Set problem: Reproduce the records below word for word, beginning at the line that contains "of the gold" and continuing through the last line of the records.

[Excerpts from point annotation data]
>>>
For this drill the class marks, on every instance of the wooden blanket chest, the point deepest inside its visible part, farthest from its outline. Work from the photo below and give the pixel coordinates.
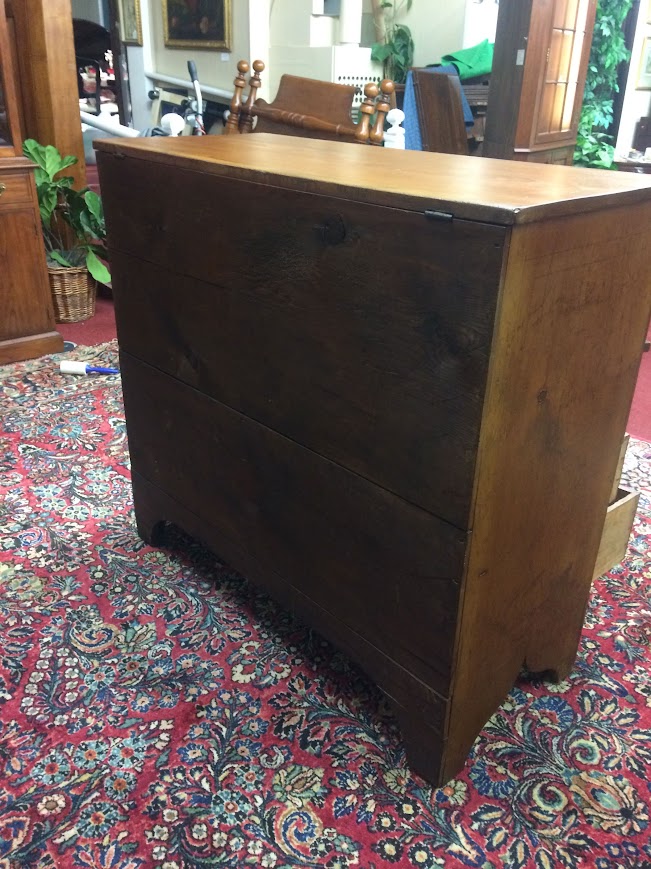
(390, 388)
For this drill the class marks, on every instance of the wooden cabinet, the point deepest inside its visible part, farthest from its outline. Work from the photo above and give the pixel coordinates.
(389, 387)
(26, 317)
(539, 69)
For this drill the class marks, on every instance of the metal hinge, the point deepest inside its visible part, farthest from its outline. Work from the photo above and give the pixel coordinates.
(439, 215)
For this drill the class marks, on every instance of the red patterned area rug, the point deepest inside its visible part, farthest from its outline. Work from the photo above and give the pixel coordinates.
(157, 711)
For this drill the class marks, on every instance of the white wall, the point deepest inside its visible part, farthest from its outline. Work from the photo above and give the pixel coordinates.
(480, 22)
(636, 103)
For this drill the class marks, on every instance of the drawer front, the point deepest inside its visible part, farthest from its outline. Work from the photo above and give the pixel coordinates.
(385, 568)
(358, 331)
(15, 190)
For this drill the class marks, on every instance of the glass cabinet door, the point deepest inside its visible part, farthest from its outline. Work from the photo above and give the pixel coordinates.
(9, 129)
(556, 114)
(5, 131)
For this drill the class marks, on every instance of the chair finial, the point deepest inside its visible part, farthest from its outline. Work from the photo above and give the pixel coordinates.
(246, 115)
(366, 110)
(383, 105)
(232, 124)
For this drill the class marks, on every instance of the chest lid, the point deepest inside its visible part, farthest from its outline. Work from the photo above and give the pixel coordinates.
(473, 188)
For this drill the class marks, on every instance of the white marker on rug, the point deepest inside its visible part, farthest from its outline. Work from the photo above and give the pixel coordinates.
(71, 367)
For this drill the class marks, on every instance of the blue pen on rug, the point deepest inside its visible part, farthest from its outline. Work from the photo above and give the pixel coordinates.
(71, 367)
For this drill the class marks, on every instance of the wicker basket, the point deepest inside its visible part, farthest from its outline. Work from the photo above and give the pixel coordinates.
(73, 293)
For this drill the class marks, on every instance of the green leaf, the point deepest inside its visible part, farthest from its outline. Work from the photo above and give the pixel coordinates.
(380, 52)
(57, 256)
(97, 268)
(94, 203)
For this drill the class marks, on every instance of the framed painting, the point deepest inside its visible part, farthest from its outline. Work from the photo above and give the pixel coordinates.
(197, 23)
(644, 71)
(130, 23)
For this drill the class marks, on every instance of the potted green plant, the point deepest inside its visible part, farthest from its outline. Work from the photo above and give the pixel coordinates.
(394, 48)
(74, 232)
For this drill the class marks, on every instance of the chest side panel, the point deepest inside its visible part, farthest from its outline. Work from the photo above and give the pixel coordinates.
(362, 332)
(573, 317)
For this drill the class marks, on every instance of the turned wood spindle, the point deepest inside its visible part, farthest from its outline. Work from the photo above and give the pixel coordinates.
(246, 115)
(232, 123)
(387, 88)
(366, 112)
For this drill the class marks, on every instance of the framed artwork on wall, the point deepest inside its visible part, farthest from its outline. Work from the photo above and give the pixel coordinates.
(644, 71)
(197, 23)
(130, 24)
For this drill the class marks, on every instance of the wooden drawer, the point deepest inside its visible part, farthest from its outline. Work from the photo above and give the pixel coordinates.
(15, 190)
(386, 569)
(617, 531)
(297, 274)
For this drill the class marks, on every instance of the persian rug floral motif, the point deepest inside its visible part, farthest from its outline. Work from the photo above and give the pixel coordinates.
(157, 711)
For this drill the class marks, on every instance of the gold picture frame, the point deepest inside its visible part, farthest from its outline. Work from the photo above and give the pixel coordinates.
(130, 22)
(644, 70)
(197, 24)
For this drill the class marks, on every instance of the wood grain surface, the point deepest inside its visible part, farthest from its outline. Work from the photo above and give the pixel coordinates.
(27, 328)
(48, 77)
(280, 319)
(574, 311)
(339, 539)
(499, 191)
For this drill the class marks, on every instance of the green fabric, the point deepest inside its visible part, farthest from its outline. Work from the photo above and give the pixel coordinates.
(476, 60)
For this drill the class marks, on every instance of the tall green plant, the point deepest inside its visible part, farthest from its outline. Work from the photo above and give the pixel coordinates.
<<<
The answer:
For this drill the class marks, on every instance of the gold picture frame, the point deepest inside its visible part, farthest from its outline. Work from the photo above and give the pixel coordinates.
(130, 22)
(644, 70)
(197, 24)
For this drill the class marks, on every instance of the wood grain surface, the point deepest inside its visible part, farthest from its outline. Work from the photo above and give the pixel coordinates.
(27, 328)
(48, 77)
(280, 319)
(574, 311)
(339, 539)
(499, 191)
For this drill the class marks, on every instance of the green fabric, the point deepest inside its visible part, farthest from its outline. Work from the photo above and give the pixel coordinates.
(476, 60)
For this drill the class marks, on every instance of the tall green plant, the point deepest inside its visible part, farthest from its outline. Work from the photo above and give the pixel coordinates.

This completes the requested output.